___ Supplied text ___
Basics

The core functionality of pysat is exposed through the pysat.Instrument object. The intent of the Instrument object is to offer a single interface for interacting with science data that is independent of measurement platform. The layer of abstraction presented by the Instrument object allows for things to occur in the background that can make science data analysis simpler and more rigorous.

To begin,

import pysat

The data directory paths pysat looks in for data needs to be set upon the first import,

# Set a single directory to store all data
pysat.params['data_dirs'] = path

# Alternately, multiple paths may be registered.
pysat.params['data_dirs'] = [path_1, path_2, ..., path_n]

More than one directory may be assigned by supplying a list of strings. When looking for data for a given pysat.Instrument, pysat will start with the first directory and iterate through the list until one is found. Only one directory with data is supported per Instrument.

If no data is found in any of the listed directories then pysat will by default assign the first path in pysat.params['data_dirs'].

Note

A data directory must be set before any pysat.Instruments may be used or an error will be raised.

Instrument Discovery

Support for each instrument in pysat is enabled by a suite of methods that interact with the particular files for that dataset and supply the data within in a pysat compatible format. A particular data set is identified using up to four parameters

Identifier Description
platform Name of the platform supporting the instrument
name Name of the instrument
tag Label for an instrument data product
inst_id Label for instrument sub-group

In pysat v3.x+, Instruments are supported by separate instrument packages. Local instruments in pysat.instruments submodule have been developed for testing purposes. The current list and development status of different packages in the pysat ecosystem can be found on the wiki.

You can learn about the different Instruments in an instrument package using the utility display_available_instruments. When providing an Instrument submodule as input, this will list the Instrument module name, and all possible combinations of tags, inst_ids, and a description of the data (if available). This example will use the pysatMadrigal package.

import pysat
import pysatMadrigal as pysatMad
pysat.utils.display_available_instruments(pysatMad.instruments)

You can see each listed instrument supports one or more data sets for analysis. The submodules are named with the convention platform_name. When supplying an Instrument submodule as input the display utility provides the submodule name instead of the platform and name because non-registered Instruments are instantiated using the inst_module keyword instead of the platform and name keywords (jump to the Instantiation section below for more information). To use the platform and name keywords, the instrument must be registered. To register a group of instruments within a module, follow the example below.

import pysat
import pysatMadrigal as pysatMad
pysat.utils.registry.register_by_module(pysatMad.instruments)

You may also register a more select group of instruments.
___
■ **Task requirements**:
#1 In the pysat basics text, which directory does pysat use by default when no data is found in any of the listed directories?
#2 Carry on the pysat basics text from its last sentence.
___ Given information ___
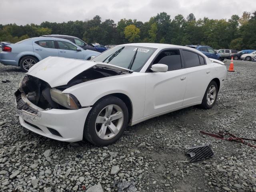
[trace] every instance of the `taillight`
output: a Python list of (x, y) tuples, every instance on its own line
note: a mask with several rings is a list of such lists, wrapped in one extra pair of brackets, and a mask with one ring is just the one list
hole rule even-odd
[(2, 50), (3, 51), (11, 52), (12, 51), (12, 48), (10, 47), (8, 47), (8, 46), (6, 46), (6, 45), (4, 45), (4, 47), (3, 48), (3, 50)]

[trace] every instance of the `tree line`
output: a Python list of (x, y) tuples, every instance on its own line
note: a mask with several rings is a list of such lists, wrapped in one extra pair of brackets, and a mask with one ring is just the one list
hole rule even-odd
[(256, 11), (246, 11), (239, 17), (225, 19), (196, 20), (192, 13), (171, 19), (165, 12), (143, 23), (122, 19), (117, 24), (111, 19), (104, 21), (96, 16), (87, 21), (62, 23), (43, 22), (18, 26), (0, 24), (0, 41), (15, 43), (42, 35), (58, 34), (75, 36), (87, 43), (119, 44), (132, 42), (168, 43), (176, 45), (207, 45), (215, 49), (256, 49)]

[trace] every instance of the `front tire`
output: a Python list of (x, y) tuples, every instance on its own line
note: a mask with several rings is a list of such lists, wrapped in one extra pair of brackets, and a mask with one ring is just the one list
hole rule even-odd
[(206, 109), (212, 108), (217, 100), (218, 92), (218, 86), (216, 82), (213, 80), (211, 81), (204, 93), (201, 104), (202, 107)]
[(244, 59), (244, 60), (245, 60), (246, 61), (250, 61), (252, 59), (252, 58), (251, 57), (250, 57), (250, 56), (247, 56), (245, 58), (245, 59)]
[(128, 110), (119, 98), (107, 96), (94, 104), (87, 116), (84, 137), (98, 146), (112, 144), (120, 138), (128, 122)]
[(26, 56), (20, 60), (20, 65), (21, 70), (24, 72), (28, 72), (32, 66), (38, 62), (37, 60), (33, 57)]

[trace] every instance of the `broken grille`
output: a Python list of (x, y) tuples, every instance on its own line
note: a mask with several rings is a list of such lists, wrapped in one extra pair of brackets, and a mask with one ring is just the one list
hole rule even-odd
___
___ Given information ___
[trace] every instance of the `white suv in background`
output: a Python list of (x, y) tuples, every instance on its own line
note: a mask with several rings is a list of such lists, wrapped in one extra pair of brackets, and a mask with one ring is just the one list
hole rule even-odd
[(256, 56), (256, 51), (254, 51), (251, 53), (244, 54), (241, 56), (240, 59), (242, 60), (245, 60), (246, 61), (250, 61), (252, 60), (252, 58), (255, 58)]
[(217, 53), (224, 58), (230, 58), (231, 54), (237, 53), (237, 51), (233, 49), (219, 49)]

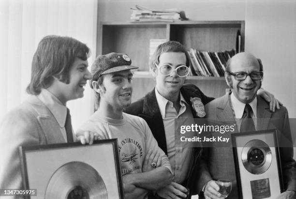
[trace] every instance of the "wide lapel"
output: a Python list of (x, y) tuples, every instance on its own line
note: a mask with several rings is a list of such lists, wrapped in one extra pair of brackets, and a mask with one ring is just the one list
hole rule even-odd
___
■ **Solved tasks**:
#1 The first path in pysat.params['data_dirs'].

#2
import pysat
pysat.utils.registry.register(['pysatMadrigal.instruments.dmsp_ivm',
                               'pysatMadrigal.instruments.jro_isr'])

See pysat.utils.registry for more details. To display the registered instruments, no input is needed.

pysat.utils.display_available_instruments()

Standard Workflow

The standard pysat workflow takes place by interacting primarily with pysat and not the Instrument modules. Exceptions to this rule occur when invoking custom Instrument analysis methods (typically found in the inst_package/instrument/methods/ directory) or when using specific package utilites. The figure below shows a sample workflow, where local routines use pysatSpaceWeather through pysat to create an input file with appropriate space weather inputs for TIE-GCM. Then, the utilities in pysatModels are used within different local routines to validate the TIE-GCM ionosphere using the C/NOFS IVM E x B drifts. This figure also demonstrates how pysat Instruments can be used to retrieve both external and internal data sets.

../_images/pysat_workflow.png

Simple Workflow

A simpler example, that presents a pysat workflow involving retrieving and loading data from a single Instrument, is presented below.

Instantiation

To create a pysat.Instrument object, select a platform and instrument name or an inst_module along side (potentially) a tag and inst_id, consistent with the desired data from a supported instrument.

For example, if you wanted to work with plasma data from the Ion Velocity Meter (IVM) onboard the Defense Meteorological Satellite Program (DMSP) constellation, (specifically, the F12 spacecraft), use:

import pysatMadrigal as pysatMad
dmsp = pysat.Instrument(inst_module=pysatMad.instruments.dmsp_ivm,
                        tag='utd', inst_id='f12')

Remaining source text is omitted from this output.